EXERCISE INSTRUCTIONS: Find each line in the rows below that contains the word "altocumulus" and copy those lines.

::::

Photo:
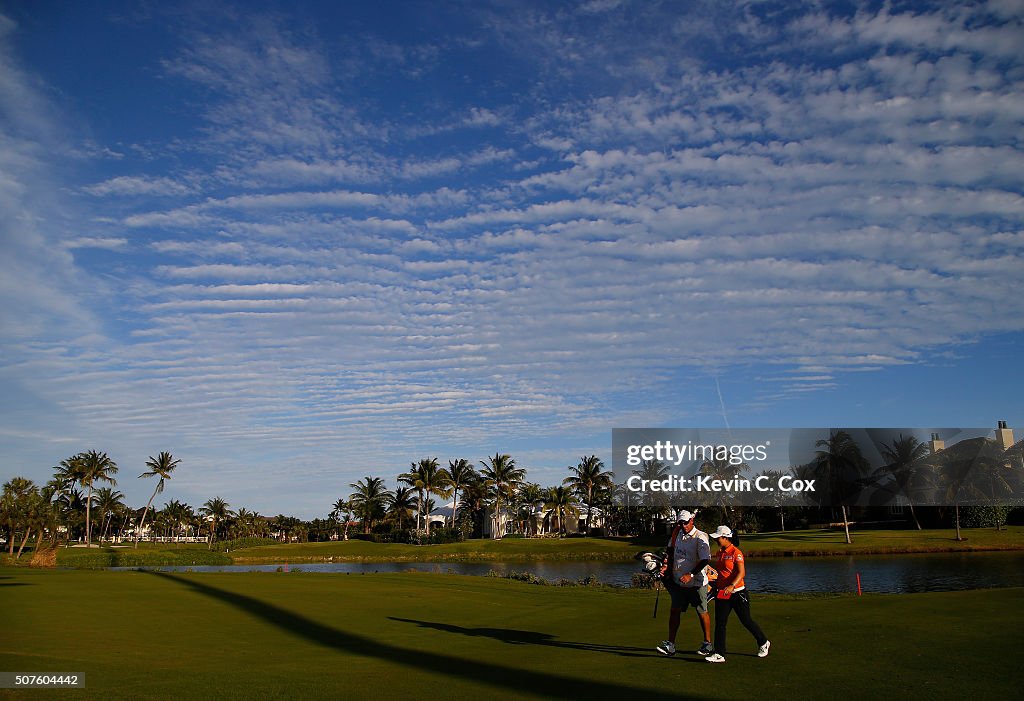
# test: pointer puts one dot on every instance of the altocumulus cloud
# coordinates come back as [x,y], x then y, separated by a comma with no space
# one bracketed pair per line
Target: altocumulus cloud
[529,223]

::::

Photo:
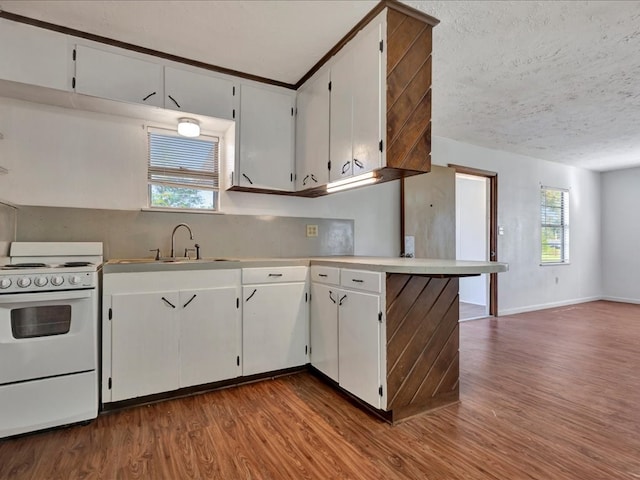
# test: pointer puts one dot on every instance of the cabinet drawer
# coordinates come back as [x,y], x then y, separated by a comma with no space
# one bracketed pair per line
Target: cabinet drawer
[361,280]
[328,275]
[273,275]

::::

FULL RESPONSE:
# test: pointer puts one dot on every instance of the altocumulus cloud
Target: altocumulus cloud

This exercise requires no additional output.